++++ INPUT ROWS
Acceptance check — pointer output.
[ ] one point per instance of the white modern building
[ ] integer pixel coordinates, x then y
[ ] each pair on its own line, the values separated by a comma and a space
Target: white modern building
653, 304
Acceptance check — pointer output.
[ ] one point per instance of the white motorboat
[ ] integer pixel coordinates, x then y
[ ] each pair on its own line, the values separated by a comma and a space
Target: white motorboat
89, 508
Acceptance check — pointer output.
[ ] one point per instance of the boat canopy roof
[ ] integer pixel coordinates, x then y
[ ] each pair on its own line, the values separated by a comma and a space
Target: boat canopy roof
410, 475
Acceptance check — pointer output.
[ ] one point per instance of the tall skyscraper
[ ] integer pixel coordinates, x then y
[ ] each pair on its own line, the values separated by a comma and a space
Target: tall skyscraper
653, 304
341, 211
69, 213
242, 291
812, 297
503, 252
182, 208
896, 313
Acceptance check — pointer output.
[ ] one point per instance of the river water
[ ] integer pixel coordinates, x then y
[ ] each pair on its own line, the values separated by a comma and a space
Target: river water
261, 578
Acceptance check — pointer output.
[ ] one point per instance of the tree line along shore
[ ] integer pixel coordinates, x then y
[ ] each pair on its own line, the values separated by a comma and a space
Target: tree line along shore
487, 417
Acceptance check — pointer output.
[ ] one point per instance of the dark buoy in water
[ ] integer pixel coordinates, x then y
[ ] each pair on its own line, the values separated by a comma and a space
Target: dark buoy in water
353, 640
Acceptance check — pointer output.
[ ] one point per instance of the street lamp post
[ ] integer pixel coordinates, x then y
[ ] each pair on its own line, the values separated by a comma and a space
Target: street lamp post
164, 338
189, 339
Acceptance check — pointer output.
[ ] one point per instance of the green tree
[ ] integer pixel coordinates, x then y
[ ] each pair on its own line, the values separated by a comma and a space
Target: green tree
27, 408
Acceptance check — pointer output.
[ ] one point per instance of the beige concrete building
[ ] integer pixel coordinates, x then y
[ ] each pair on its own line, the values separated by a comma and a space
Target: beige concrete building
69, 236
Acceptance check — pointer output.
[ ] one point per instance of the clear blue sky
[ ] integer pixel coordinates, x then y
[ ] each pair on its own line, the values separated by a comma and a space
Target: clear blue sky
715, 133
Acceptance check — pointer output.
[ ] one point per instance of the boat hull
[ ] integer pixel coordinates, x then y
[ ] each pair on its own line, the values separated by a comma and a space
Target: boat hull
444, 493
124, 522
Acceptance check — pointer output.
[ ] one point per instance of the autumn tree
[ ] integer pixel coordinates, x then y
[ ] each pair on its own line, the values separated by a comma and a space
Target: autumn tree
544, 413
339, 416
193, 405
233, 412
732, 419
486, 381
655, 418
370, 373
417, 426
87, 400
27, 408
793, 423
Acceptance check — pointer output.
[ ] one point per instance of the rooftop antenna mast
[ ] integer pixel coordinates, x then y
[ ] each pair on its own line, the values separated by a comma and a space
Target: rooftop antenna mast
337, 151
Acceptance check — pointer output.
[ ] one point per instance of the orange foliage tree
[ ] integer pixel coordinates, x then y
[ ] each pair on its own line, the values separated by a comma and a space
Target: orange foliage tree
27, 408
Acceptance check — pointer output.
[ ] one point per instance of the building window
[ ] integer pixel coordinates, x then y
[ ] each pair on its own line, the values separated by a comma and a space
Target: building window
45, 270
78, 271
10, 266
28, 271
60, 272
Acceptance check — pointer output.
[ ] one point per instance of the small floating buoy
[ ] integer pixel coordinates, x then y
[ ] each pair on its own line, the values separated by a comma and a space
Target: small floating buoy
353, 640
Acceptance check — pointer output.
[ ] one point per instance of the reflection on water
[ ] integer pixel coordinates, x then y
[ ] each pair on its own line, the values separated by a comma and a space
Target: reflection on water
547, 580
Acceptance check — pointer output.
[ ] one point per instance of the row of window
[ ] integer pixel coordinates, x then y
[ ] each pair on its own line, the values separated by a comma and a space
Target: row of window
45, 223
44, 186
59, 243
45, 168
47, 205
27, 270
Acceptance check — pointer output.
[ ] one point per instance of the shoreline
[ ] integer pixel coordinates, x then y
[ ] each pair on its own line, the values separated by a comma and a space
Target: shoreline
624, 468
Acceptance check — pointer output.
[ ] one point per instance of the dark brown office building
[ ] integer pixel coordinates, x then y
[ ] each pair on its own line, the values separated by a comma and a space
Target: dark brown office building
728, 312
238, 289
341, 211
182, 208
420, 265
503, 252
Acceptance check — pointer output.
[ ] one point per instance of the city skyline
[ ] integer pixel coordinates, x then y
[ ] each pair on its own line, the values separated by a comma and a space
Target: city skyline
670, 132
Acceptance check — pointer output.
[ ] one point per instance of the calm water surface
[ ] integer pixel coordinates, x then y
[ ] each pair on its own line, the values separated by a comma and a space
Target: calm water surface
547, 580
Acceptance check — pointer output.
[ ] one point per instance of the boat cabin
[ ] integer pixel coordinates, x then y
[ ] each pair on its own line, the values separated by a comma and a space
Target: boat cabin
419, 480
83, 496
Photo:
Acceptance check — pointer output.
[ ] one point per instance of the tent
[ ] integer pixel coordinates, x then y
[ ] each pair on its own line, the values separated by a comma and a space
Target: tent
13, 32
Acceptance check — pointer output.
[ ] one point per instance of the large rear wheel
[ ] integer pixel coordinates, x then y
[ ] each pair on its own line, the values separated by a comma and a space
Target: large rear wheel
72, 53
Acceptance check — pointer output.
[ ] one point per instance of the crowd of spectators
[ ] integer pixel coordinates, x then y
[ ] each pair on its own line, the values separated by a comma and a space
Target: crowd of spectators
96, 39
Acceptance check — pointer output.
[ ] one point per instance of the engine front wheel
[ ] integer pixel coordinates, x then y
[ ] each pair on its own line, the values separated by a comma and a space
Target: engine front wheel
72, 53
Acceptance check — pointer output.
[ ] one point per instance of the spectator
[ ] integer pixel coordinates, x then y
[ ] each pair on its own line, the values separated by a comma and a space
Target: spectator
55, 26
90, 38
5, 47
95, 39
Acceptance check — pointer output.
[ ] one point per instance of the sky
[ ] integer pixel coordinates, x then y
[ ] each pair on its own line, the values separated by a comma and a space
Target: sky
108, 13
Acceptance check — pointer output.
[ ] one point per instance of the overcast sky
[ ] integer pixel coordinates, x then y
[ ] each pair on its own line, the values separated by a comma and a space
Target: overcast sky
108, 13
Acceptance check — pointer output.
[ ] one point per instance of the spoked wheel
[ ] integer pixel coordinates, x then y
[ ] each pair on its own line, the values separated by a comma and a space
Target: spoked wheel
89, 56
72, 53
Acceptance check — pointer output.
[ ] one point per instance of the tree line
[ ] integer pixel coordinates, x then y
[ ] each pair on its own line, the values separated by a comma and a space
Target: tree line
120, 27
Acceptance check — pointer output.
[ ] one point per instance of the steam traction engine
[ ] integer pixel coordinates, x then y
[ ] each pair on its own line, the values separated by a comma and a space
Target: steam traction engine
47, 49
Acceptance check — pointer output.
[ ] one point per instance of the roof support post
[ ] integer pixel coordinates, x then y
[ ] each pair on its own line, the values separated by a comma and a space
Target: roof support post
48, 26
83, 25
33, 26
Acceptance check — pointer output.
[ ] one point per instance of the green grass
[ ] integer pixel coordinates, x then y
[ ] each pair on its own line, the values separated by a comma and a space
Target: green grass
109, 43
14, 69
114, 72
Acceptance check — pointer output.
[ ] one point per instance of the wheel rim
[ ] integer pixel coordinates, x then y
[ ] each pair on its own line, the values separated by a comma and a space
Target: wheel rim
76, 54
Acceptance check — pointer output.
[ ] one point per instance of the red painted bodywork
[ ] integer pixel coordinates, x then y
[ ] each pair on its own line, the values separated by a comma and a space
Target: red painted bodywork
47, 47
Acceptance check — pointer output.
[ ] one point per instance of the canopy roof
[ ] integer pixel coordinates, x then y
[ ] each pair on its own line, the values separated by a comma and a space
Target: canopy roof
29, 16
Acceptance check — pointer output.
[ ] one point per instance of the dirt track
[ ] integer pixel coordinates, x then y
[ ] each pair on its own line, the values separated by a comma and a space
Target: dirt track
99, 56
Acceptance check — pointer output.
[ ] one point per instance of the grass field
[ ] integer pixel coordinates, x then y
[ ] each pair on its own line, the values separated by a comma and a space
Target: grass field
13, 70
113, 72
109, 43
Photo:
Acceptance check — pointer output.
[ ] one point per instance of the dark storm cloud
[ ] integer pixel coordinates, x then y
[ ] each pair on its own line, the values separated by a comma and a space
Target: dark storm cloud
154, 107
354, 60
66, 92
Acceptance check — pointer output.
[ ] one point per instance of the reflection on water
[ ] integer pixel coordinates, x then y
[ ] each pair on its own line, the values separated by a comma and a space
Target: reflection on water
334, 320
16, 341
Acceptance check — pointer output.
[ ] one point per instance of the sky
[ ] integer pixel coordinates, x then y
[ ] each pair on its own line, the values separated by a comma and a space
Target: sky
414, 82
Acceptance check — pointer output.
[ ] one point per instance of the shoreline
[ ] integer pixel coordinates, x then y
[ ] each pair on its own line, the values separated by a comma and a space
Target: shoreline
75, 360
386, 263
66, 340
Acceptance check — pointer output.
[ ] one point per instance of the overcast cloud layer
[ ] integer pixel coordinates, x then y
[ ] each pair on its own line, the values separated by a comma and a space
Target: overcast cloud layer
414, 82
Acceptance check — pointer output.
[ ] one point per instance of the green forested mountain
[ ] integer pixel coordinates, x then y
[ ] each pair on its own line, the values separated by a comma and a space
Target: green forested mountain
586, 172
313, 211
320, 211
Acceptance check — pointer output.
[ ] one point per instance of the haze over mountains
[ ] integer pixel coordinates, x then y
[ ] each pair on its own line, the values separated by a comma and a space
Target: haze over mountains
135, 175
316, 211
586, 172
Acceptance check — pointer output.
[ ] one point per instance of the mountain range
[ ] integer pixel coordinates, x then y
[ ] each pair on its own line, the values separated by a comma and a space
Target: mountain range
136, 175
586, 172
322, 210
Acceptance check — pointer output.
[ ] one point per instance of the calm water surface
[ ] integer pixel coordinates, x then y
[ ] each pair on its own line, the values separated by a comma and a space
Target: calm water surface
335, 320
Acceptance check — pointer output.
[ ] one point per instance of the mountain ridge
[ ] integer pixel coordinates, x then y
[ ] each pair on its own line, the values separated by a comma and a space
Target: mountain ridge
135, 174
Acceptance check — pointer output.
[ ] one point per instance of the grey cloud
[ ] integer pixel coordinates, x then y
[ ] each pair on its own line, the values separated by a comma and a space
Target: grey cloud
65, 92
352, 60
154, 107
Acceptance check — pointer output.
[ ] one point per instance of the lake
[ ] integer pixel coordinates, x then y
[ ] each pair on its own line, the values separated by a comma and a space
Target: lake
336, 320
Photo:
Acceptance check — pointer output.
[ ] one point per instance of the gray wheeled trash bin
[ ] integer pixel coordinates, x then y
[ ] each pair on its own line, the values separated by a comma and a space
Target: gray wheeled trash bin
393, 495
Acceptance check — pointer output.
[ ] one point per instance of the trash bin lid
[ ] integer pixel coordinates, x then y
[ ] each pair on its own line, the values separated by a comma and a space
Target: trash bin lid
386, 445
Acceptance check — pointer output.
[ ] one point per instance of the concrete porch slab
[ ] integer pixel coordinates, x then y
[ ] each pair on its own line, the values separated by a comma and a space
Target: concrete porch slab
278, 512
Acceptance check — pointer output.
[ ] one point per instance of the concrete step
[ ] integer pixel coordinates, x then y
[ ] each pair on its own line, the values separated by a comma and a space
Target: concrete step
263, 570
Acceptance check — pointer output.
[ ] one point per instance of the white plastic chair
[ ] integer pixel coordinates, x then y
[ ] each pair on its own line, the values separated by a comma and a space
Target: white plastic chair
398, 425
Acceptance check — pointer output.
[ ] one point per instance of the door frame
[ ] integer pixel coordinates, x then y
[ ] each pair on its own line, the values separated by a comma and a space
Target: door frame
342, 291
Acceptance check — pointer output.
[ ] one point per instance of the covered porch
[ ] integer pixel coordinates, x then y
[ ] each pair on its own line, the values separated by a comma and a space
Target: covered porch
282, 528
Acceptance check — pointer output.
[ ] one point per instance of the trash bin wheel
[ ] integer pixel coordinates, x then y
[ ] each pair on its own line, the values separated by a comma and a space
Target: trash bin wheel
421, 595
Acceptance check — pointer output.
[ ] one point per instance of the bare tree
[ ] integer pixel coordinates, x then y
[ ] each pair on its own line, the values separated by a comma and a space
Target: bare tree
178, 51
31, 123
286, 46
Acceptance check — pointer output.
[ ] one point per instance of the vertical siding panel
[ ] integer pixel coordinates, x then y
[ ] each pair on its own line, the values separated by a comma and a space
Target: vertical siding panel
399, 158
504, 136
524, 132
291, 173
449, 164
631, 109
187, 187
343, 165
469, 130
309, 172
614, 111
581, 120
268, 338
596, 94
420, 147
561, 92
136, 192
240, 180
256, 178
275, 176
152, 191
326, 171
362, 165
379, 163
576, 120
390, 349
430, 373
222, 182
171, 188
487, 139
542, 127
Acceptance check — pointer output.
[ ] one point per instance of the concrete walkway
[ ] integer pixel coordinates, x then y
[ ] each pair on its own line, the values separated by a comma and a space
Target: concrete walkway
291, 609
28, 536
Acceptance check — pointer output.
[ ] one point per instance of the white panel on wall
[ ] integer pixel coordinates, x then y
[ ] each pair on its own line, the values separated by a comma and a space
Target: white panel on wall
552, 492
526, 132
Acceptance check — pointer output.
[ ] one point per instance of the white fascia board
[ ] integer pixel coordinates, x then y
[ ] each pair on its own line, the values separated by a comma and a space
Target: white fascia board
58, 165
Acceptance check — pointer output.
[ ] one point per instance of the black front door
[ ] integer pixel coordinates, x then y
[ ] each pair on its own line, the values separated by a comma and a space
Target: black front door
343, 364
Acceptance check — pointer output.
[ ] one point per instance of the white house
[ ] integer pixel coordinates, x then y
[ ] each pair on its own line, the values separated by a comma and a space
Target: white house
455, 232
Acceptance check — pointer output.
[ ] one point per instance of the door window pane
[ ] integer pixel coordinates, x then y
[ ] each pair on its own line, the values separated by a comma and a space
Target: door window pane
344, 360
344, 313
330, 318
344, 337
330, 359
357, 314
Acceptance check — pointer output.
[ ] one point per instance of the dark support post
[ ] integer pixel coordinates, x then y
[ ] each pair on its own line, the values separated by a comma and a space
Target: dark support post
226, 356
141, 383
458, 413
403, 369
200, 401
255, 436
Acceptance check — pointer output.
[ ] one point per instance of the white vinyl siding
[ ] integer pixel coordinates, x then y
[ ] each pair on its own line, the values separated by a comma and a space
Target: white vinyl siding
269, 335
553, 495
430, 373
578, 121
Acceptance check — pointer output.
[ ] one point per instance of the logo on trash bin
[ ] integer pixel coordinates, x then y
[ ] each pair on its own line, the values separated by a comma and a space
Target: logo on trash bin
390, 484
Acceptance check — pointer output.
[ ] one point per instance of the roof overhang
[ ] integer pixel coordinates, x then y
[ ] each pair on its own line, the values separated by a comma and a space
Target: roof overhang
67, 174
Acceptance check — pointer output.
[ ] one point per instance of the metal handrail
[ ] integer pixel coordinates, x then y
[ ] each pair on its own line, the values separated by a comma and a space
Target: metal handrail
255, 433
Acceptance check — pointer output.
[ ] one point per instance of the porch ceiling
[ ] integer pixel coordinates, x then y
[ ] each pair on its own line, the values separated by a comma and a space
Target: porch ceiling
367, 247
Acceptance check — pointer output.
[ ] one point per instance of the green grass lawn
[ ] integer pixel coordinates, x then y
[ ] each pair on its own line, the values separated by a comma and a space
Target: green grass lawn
++++++++
__EXERCISE TASK__: Please list every line of the material above that contains the string "handrail". Case counts.

__REPLY__:
[ ] one point per instance of the metal handrail
Target: metal handrail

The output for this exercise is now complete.